● **Records shown**
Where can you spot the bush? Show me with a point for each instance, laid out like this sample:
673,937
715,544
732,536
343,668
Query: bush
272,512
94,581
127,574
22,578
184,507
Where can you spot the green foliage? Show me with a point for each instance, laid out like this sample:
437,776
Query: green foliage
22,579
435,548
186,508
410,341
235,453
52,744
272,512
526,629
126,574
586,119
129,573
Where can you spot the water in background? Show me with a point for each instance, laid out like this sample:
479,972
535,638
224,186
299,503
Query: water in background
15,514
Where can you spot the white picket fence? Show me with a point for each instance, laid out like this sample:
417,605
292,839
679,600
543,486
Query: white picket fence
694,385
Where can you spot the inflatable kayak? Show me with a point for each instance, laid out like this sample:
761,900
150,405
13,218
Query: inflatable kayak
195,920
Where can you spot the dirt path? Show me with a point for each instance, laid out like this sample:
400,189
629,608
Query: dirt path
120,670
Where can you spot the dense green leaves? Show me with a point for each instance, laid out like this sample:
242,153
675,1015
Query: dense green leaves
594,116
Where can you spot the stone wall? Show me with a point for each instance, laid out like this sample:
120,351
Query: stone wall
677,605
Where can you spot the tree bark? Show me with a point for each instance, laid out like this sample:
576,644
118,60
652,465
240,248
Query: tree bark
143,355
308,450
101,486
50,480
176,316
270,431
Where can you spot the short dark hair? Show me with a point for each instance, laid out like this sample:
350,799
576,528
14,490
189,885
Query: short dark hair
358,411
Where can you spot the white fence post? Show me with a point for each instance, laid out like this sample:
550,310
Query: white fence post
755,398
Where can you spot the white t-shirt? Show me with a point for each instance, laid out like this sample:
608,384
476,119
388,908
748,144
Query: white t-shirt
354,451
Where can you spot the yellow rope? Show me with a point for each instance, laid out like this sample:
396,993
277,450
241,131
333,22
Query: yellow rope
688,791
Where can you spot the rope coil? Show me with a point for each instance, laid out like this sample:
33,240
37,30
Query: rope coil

● **What you should do**
Copy the material again from the line with "Where can you spot the white fence" through the end, keeping each request as it is. Scale every answer coordinate by 2.1 and round it to a whole number, with halves going up. Leave the numbers in the requests and their samples unchanged.

● **Solution for this task**
Where can you spot the white fence post? Show me with a point for each instance, laid out like this sample:
550,310
Query: white fence post
1586,836
Where can you spot the white t-shirt? Show me with a point for each instance, laid out like this sample:
608,384
476,119
388,908
748,144
Query: white t-shirt
743,947
Where can you spot the yellow rope? Show me with a point for each instance, laid out like this sample:
396,993
277,450
241,131
333,22
Query: yellow rope
1445,1661
Where can you spot the rope coil? Show me with a point for each instance, laid out like this sample:
33,240
37,30
Query: rope coil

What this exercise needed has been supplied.